• PROBLEM DESCRIPTION: Express the items below as a two-column CSV with the headers instruction and answer, one row per item. Put each item's text and its answer in one quoted field apiece, replacing line breaks with spaces.

::::

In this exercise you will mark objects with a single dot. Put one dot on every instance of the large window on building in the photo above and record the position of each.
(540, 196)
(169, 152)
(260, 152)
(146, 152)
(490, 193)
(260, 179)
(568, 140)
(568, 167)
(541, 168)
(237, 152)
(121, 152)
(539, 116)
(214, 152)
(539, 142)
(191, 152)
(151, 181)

::::

• TASK ANSWER:
instruction,answer
"In this exercise you will mark objects with a single dot. Put one dot on every instance of the large window on building in the photo above and record the position of each.","(540, 196) (169, 152) (260, 152) (146, 152) (490, 193) (260, 179) (568, 140) (568, 167) (541, 168) (237, 152) (121, 152) (539, 116) (214, 152) (539, 142) (191, 152) (151, 181)"